- _Fragmento del documento_
Sobre todo, resulta revelador que detecte en el valor de uso de las mercancías culturales una especificidad respecto de las otras mercancías y con ello la potencia de la formación que proponen. En efecto, indica que es difícil encontrar cuál es específicamente el valor de uso de estas mercancías (punto que señalé de la definición de mercancía de Marx) y propone además que son mercancías de resultado incierto, ya que, por ejemplo, en el mercado cinematográfico solo el 10% de las películas obtiene los réditos comerciales esperados. Por ello, encuentra que las mercancías culturales, para ser efectivamente consumidas, deben poder establecer un código comunicacional, una “comunidad” con el consumidor que hace que el jeroglífico se proponga como un código abierto. Si bien acepta que este “común” no es una “auténtica comunidad”, no puede dejar de observar que esta creación de códigos comunes, esta oferta de conexión social, tiene un cariz digno de ser observado. Dicha conexión puede ser fuente de nuevas conexiones sociales, que no terminan al finalizar el consumo de la mercancía.
En un estudio de los 80 que trabaja sobre la vida de un gran porcentaje de jóvenes de clase baja que no tienen trabajo, podemos ver en acción estas nociones. Detecta que el centro comercial, por ejemplo, resulta para ellos un lugar de reunión y encuentra allí varios significados contradictorios y con potencial político. Por un lado, la necesidad de consumir sin poder hacerlo, que genera impotencia, pero por otro el desarrollo de una estrategia para participar del mundo del consumo sin comprar. Por un lado, la fascinación por el mundo de las mercancías del que paradójicamente son segregados, pero por otro la apropiación del espacio, la obstaculización de las previsiones respecto de la circulación y utilización del mismo, y la vivencia de esas estrategias como mecanismos de contra-segregación (o segregación de los “verdaderos consumidores”). En suma, el autor termina observando al shopping como un lugar indeterminado, donde la creación de un entorno artificial altamente cargado de signos con el solo fin de la venta de unas mercancías mucho menos semiotizadas que el entorno mismo, puede producir la distinción de los dos aspectos y la apropiación del sistema de signos en sí mismo sin intercambio monetario de por medio. Willis sintetiza:
Quizá el capitalismo haya descubierto, en contra de su voluntad, algo sobre el campo de los signos. Las representaciones e imágenes del deseo y del placer bien pueden producir “nuevas” necesidades, pero en propiedad, pertenecen a la conciencia y a la cultura: una zona de relativa libertad, impredecible y con algún control y elección humanos. (1986a: 123)

- _Registros_
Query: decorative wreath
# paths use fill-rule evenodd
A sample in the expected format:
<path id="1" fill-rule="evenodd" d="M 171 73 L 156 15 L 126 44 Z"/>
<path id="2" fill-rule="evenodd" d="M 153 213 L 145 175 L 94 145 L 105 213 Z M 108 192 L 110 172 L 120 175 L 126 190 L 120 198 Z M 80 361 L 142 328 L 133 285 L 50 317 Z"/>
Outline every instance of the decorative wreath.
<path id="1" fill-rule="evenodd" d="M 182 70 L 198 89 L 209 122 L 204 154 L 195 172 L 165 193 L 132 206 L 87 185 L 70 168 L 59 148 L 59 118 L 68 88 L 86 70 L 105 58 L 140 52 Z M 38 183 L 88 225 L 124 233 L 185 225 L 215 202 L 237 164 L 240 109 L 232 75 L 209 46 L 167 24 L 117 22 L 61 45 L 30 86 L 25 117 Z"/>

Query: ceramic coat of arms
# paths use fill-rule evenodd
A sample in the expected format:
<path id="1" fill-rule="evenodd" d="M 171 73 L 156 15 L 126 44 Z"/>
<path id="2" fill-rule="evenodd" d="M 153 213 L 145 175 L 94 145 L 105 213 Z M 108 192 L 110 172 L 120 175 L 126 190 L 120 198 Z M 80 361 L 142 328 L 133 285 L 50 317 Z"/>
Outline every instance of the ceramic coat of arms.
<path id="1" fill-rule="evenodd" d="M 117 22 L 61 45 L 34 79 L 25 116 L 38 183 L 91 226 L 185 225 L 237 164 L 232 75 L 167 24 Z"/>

- _Consigna A_
Según el texto sobre las mercancías culturales, ¿por qué estas mercancías deben establecer un código comunicacional con el consumidor? Explícalo en una a tres oraciones.
- _Consigna B_
Retoma el texto sobre las mercancías culturales y continúalo a partir del punto en que se detiene.

- _Resultado del ejercicio A_
Resulta difícil precisar cuál es específicamente su valor de uso, y son mercancías de resultado incierto: en el mercado cinematográfico solo el 10% de las películas obtiene los réditos comerciales esperados. Por eso, para ser efectivamente consumidas, deben crear una "comunidad" con el consumidor que haga que el jeroglífico se proponga como un código abierto.

- _Resultado del ejercicio B_
Frente a esto, puede decir que es entonces en el valor de uso donde radica la diferencia de las mercancías culturales con las otras mercancías, pues éste excede en mucho lo que podría ser generalizable bajo la sola idea de “consumo”. El vínculo que se establece con las mercancías culturales se afinca en la expresión y construcción de la personalidad, generando un tipo de trabajo que se realiza “artesanalmente” respecto de la producción del sí mismo. Las conexiones culturales se establecen en el consumo, se reproducen luego en prácticas y abren vinculaciones y conexiones con otros ámbitos culturales, así como retroalimentan el ámbito de la producción de mercancías culturales. En este sentido, el tiempo fuera del trabajo comienza a ser parte del tiempo de la producción capitalista puesto que genera códigos que son reapropiados y circulan en la esfera de la reproducción del capital (Willis, 1994: 184).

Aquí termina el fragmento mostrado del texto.